Raw entries
(begin)
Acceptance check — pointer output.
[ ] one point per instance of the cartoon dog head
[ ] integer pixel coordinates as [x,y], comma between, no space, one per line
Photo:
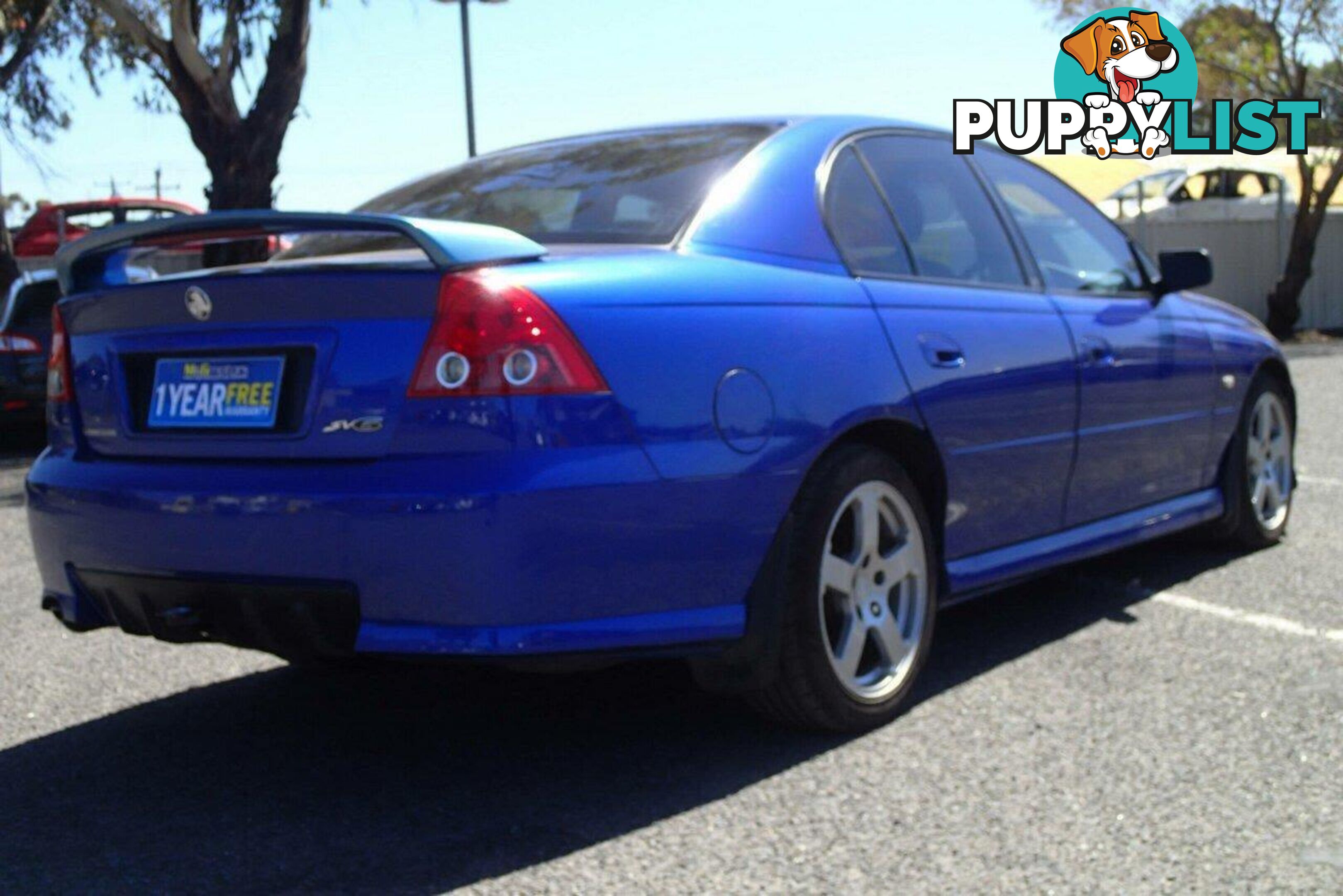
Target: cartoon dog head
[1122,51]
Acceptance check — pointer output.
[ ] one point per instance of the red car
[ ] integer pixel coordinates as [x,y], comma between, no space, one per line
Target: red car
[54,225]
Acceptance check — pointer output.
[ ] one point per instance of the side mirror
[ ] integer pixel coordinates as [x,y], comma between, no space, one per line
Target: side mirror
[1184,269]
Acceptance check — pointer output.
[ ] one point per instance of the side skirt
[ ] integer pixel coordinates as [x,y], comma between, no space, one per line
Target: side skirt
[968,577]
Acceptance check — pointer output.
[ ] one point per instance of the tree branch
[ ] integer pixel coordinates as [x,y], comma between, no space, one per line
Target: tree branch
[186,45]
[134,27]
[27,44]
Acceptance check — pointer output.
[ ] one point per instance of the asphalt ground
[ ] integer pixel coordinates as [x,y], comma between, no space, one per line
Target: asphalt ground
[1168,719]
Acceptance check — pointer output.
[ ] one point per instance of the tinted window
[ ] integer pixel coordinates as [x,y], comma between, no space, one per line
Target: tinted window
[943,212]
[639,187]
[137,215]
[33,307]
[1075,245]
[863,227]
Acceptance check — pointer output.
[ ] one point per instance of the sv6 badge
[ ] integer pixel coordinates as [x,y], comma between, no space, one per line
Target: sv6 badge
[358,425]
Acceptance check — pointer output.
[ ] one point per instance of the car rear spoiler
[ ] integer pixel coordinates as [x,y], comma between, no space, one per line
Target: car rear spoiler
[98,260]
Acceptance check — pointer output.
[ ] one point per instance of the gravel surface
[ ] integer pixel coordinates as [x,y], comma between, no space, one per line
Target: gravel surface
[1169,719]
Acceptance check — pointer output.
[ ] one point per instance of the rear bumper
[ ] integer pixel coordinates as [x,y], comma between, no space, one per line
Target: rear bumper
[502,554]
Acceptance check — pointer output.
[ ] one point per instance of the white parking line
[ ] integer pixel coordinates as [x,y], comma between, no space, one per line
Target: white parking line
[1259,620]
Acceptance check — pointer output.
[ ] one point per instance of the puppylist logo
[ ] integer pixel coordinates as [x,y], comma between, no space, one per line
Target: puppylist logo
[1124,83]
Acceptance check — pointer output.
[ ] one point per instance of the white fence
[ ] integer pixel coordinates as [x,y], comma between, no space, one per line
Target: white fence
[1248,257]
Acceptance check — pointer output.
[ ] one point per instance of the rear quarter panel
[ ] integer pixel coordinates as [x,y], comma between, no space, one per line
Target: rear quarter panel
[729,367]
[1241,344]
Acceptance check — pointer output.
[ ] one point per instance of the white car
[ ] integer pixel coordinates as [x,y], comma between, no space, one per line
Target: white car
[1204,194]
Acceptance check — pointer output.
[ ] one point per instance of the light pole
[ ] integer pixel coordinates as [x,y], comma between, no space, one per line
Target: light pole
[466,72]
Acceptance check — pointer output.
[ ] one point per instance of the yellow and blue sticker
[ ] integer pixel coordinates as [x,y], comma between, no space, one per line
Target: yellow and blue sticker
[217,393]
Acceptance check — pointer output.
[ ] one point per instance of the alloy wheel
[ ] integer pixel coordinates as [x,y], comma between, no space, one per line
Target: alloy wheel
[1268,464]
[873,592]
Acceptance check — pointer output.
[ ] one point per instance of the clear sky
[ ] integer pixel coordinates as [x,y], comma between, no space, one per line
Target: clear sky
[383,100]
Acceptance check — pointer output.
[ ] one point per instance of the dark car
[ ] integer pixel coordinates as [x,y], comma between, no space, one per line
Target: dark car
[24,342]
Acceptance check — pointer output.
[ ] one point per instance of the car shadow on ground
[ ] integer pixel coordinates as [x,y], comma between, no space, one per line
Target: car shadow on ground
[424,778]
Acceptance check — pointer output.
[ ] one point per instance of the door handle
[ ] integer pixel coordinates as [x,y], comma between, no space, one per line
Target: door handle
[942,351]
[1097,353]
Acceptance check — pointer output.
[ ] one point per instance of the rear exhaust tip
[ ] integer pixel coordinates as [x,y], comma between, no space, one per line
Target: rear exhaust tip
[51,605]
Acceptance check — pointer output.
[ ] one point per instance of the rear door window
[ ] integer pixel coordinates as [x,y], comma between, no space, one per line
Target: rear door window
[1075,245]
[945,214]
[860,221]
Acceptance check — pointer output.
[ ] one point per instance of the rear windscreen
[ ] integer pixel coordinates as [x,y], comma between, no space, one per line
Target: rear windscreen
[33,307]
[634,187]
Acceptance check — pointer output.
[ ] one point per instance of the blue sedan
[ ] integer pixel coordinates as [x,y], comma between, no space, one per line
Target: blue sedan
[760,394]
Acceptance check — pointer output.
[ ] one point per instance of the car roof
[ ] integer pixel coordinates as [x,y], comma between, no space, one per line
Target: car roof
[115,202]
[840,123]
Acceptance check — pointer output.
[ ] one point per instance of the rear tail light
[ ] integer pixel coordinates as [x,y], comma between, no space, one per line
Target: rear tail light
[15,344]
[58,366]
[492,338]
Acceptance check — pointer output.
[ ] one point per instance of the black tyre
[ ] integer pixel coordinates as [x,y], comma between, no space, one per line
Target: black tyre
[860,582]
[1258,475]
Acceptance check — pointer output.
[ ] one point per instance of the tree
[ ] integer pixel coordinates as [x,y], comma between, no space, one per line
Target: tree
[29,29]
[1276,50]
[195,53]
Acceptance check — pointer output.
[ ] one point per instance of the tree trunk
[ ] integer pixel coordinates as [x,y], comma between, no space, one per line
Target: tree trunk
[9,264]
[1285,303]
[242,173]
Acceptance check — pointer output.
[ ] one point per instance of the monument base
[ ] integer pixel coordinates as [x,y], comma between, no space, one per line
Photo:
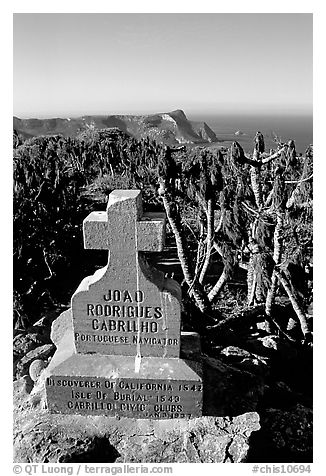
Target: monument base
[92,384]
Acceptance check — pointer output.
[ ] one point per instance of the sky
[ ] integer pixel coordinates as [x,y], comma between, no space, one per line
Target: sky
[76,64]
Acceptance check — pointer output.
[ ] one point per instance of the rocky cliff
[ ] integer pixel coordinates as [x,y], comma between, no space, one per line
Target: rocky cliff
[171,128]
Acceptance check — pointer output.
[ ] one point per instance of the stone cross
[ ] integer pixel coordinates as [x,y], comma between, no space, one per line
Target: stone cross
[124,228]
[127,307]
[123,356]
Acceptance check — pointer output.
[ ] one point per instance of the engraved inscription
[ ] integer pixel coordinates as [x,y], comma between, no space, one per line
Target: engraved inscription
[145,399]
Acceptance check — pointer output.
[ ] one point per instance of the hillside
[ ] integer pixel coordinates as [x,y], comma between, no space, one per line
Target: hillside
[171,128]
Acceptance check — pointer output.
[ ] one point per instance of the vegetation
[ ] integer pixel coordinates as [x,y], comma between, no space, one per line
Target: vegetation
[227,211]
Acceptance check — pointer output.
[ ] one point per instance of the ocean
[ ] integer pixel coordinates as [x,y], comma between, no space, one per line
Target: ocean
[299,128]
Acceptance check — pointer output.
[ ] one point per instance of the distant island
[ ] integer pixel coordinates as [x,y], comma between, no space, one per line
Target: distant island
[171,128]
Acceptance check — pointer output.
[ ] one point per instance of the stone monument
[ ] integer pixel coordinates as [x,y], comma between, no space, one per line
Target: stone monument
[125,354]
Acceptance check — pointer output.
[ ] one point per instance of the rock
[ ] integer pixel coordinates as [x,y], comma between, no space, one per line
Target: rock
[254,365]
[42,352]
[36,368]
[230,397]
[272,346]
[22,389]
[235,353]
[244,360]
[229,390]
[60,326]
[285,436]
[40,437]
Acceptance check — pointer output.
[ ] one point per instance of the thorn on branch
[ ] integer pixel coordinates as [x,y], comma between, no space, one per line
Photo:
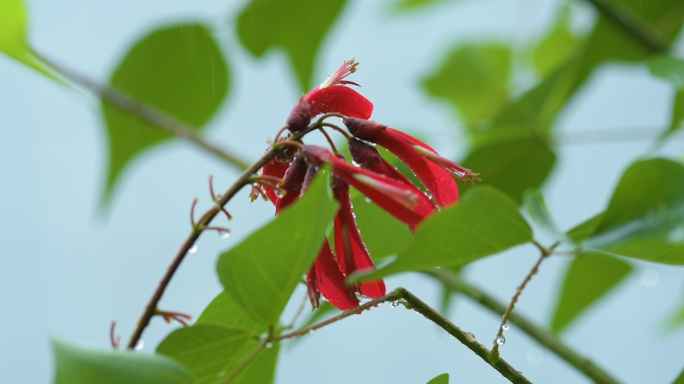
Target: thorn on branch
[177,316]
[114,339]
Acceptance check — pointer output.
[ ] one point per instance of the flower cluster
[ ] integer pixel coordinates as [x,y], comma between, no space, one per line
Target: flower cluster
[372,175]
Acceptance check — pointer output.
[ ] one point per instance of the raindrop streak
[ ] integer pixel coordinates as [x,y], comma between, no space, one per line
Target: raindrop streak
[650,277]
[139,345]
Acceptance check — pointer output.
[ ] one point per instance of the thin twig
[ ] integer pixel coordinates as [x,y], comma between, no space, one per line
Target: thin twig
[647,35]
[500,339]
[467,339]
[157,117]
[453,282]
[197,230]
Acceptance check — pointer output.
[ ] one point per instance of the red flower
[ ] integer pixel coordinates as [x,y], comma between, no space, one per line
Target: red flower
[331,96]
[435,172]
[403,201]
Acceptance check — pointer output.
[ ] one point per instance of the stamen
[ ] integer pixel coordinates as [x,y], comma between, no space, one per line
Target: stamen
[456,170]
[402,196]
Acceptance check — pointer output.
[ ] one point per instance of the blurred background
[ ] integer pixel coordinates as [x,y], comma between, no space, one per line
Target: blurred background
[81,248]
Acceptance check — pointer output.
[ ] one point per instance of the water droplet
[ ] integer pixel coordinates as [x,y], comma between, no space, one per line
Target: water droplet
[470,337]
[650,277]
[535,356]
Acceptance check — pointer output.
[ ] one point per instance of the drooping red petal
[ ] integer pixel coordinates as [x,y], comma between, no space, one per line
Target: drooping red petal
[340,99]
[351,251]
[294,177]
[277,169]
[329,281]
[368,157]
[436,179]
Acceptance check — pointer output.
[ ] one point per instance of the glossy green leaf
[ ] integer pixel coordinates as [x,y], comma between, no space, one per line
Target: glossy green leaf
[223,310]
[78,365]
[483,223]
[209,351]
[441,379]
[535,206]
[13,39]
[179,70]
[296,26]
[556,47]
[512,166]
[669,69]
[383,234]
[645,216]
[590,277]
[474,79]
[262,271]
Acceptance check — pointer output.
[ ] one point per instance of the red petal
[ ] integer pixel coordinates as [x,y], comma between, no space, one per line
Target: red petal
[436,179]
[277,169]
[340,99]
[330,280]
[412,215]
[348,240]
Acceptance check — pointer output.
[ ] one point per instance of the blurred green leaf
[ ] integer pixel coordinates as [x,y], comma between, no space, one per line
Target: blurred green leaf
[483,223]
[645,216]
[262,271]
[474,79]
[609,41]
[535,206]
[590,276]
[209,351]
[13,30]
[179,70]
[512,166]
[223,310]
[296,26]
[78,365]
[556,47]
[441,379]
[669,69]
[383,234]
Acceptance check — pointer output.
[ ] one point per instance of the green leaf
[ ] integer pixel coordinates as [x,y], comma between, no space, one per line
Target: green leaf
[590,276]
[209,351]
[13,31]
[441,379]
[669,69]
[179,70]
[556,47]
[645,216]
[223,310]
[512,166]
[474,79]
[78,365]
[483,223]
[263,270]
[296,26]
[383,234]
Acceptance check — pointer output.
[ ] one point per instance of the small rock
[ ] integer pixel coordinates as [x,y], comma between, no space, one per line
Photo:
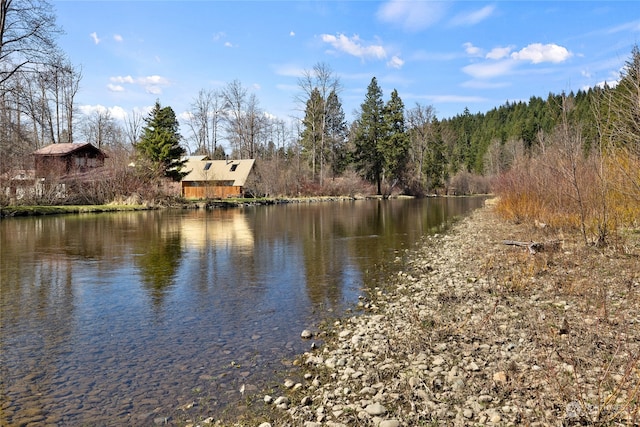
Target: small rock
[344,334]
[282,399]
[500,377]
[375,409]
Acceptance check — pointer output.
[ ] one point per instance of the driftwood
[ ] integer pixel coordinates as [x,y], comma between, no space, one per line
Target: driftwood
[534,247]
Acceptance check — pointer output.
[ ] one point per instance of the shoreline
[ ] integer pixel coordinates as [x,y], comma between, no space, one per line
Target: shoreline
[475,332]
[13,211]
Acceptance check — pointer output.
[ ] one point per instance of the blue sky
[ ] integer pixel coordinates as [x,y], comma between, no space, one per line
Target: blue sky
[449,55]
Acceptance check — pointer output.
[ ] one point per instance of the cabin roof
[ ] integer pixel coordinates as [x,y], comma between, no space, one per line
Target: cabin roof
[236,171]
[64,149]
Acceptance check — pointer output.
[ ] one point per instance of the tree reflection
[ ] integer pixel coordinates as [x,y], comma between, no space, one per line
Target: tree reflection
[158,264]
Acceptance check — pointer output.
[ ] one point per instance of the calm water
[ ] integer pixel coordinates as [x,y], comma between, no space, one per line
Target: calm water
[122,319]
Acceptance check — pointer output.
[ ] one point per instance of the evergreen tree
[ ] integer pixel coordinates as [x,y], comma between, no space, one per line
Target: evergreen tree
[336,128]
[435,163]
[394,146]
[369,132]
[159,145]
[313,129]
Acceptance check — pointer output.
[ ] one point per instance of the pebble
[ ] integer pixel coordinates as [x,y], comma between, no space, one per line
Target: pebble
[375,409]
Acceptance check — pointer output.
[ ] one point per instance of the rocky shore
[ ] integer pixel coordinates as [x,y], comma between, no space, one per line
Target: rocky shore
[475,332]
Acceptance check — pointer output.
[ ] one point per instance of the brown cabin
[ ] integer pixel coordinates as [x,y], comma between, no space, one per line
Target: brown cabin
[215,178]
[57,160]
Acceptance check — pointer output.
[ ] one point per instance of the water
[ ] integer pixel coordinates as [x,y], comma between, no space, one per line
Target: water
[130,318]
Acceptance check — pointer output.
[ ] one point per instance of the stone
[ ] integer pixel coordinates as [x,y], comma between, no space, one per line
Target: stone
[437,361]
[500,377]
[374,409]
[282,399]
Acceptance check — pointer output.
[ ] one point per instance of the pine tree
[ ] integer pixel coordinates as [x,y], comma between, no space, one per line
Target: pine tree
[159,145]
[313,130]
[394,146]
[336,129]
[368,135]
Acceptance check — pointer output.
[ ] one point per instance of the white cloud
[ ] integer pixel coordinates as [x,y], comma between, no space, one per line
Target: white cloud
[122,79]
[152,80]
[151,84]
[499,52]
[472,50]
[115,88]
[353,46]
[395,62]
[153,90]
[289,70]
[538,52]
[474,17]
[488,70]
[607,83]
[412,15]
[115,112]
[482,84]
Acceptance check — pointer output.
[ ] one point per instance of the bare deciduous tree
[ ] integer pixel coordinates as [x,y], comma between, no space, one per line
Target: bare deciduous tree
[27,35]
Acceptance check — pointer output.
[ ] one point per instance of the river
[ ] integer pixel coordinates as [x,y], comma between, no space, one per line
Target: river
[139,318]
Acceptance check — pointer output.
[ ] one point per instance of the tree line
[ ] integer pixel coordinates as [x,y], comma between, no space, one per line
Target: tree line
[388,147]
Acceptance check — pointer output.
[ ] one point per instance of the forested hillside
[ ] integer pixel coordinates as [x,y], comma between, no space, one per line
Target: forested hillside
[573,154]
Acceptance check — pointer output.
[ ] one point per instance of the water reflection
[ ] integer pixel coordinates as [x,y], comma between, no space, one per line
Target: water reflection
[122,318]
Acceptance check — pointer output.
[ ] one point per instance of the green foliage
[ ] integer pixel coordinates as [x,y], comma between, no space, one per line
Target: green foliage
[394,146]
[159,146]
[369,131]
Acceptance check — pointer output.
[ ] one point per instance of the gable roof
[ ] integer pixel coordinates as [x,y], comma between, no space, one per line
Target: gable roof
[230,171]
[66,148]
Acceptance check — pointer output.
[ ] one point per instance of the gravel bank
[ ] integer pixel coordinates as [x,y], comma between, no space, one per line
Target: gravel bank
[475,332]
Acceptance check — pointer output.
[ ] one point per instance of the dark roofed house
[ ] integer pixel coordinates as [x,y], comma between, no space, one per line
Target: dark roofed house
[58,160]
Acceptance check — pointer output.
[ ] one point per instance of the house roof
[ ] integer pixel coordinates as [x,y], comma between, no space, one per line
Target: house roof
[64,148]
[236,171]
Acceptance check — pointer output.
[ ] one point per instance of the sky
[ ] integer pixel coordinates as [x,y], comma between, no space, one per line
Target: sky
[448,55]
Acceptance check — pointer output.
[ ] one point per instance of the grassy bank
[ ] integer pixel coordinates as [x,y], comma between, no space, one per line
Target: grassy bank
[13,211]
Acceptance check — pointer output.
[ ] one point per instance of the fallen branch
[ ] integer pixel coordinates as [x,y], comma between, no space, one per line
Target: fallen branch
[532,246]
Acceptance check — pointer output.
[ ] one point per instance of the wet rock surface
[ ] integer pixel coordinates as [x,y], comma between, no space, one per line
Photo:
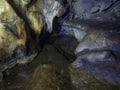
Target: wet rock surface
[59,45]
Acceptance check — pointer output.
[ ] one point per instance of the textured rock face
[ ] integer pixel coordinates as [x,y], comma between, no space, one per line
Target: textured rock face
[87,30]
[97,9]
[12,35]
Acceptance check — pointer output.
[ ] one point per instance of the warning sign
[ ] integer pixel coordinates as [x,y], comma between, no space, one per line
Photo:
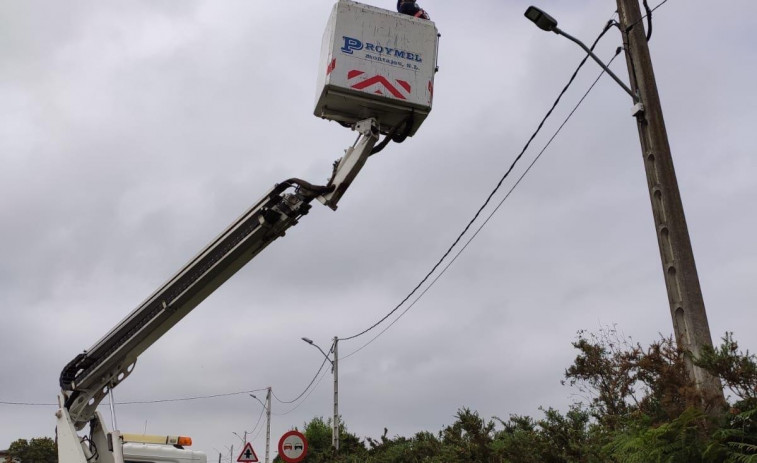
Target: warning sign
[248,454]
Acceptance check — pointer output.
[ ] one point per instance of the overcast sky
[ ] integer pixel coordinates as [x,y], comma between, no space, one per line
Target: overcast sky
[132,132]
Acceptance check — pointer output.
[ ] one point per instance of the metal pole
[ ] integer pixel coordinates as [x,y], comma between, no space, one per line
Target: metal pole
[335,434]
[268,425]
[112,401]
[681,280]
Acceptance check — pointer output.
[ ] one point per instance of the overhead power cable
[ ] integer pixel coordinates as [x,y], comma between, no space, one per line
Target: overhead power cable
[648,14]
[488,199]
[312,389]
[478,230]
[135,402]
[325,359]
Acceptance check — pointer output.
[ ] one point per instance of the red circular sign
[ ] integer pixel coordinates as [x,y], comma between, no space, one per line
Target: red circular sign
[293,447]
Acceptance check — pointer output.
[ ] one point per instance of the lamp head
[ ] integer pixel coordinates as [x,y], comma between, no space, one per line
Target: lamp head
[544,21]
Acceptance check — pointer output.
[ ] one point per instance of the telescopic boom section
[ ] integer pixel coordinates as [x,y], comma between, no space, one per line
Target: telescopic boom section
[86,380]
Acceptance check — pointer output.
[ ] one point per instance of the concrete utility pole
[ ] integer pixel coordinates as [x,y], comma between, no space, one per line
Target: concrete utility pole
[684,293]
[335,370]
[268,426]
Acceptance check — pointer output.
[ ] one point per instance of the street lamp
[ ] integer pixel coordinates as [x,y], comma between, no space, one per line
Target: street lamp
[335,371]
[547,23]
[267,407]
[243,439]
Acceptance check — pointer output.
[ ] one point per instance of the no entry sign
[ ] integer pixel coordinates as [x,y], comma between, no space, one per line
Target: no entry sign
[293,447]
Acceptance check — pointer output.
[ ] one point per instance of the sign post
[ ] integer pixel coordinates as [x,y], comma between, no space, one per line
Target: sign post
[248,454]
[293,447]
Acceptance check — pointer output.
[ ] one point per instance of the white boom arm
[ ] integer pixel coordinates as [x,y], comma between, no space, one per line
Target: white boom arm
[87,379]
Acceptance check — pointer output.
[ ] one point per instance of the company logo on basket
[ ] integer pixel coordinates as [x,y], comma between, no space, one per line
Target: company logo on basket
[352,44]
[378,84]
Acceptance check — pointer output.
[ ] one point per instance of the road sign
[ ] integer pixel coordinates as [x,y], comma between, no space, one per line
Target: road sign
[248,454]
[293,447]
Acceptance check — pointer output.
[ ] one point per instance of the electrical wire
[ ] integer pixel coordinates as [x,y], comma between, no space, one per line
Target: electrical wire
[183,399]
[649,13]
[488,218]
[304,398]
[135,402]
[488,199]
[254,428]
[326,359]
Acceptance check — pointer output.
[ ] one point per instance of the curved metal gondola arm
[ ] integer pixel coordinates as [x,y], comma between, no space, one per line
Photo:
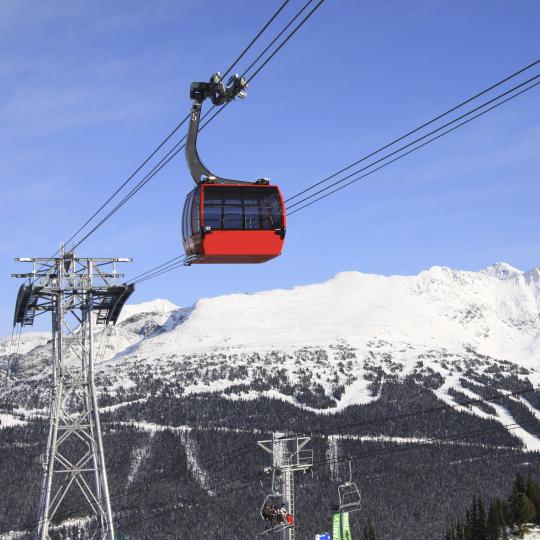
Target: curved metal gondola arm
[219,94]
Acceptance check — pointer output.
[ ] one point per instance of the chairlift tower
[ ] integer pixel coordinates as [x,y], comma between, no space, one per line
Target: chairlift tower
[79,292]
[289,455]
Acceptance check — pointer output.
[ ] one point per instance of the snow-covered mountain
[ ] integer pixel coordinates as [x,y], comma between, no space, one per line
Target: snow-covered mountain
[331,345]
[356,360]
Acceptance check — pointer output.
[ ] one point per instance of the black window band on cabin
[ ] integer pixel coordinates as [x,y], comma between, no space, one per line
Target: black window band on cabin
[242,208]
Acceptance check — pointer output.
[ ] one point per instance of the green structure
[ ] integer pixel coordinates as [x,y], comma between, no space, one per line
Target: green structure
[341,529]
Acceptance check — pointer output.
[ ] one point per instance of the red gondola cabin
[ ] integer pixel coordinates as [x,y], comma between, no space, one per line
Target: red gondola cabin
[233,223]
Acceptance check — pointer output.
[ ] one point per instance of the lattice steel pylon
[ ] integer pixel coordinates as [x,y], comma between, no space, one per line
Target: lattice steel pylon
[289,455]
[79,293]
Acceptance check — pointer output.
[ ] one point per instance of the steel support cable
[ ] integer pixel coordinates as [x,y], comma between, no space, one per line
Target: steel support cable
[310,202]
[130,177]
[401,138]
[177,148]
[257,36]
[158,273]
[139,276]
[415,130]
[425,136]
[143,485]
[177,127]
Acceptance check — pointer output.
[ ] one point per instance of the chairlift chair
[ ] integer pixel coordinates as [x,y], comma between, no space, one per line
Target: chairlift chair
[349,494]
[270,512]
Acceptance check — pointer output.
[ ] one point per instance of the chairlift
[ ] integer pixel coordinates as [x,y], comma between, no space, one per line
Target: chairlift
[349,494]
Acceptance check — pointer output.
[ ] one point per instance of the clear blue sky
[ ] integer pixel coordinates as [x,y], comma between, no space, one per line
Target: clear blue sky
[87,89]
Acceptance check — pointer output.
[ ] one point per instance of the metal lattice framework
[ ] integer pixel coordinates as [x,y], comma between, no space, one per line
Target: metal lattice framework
(end)
Count the lines in the entries above that contain the word "sticker", and reply with the number alone.

2